- Exercise -
In this exercise, every entry is to be copied exactly.
*** Opening Source data ***
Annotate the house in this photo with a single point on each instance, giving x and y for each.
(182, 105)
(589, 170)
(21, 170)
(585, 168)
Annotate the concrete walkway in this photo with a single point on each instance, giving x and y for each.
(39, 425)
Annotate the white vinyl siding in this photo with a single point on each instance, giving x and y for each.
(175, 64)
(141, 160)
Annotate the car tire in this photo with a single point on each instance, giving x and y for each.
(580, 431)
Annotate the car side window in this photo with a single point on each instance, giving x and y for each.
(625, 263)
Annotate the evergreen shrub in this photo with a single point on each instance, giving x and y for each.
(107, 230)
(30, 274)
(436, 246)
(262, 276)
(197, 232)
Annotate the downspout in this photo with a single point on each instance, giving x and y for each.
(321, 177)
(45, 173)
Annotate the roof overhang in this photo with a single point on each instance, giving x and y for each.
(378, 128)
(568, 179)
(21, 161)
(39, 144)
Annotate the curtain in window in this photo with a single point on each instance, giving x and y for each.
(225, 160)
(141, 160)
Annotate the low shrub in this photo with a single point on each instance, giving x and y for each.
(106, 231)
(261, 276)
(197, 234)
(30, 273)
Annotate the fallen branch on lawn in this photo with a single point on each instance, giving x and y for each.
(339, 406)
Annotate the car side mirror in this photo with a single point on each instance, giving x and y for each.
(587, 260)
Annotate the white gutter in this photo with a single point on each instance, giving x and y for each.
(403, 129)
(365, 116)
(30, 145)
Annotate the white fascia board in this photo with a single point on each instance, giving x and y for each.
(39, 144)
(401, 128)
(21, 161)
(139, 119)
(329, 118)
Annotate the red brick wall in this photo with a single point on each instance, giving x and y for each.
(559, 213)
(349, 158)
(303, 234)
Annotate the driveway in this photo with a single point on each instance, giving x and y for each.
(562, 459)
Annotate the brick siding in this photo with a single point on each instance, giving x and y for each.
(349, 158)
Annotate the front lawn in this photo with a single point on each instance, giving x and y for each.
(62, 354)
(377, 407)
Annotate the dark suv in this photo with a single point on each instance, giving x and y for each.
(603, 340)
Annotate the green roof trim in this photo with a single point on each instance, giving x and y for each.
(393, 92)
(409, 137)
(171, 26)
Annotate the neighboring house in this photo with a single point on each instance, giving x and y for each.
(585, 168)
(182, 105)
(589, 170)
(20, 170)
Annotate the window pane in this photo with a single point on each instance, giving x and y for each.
*** Closing Source data ***
- Your solution -
Annotate the house in this photo with a single point on each instance, giving x and y for each.
(182, 105)
(589, 170)
(21, 170)
(585, 168)
Annotate the concrete walkway in this photo with a single point on each instance, giving x and y for each.
(39, 425)
Annotate the white vinyl siding in this photo with a single point on each instance, giving x and y for each.
(175, 64)
(141, 160)
Annotate the car tire in this photo with a single point on each instance, giving x and y for each.
(580, 431)
Annotate the car side window in this photo with a single point on each instance, giving x and y for each.
(625, 263)
Annotate the evergreen shrub in this photo with a single point on each instance, giving x and y for each.
(107, 230)
(30, 274)
(436, 246)
(262, 276)
(197, 232)
Annotate the downspout in this photo with a single point on each instance, giving x and y for each.
(321, 177)
(45, 173)
Annotate the roof overhang in this photo with a single point on each instance, giving x and y for each.
(378, 128)
(568, 179)
(21, 161)
(39, 144)
Annotate the curtain in window in this photo with a single point on each instance, giving x and y for each.
(225, 160)
(141, 160)
Annotate the low shrub in this photo with a single point on each instance, giving x and y for each.
(106, 231)
(261, 276)
(197, 234)
(30, 273)
Annotate the fallen branch on lawn in this photo with a single point on each instance, giving x and y for each.
(339, 406)
Annotate the car side mirror in this photo with a single point on each instance, giving x and y for each.
(587, 260)
Annotate the white gutter in this photo with a single point on each instance, giving x and y for each.
(403, 129)
(365, 116)
(30, 145)
Annotate the white fascia board in this photo with a single point on each instance, giving x and y for each.
(39, 144)
(401, 128)
(21, 161)
(139, 119)
(329, 118)
Annotate the red brick wall in this photo with a single point on each instance, giving x and y for each.
(559, 213)
(349, 158)
(303, 234)
Annotate the driveway in this photo with a single point on each instance, giving x and y for each.
(562, 459)
Annotate the brick siding in this photo with a single point on each instance, giving x and y for each.
(349, 158)
Annotate the front lawn in this photo with a single point on each instance, giving x and y for each.
(62, 354)
(377, 407)
Annotate the dark suv in this photo with a single point on each instance, giving x and y for each.
(603, 340)
Annotate the green roof trim in this photo with a single point on each instance, giving x and y for each.
(393, 92)
(409, 137)
(171, 26)
Annotate the neighboring house in this photo with a single point on each instance, giving x and y for each.
(585, 168)
(182, 105)
(589, 170)
(20, 170)
Annotate the window pane in this photo with a single point on each instance, giving x and y for each.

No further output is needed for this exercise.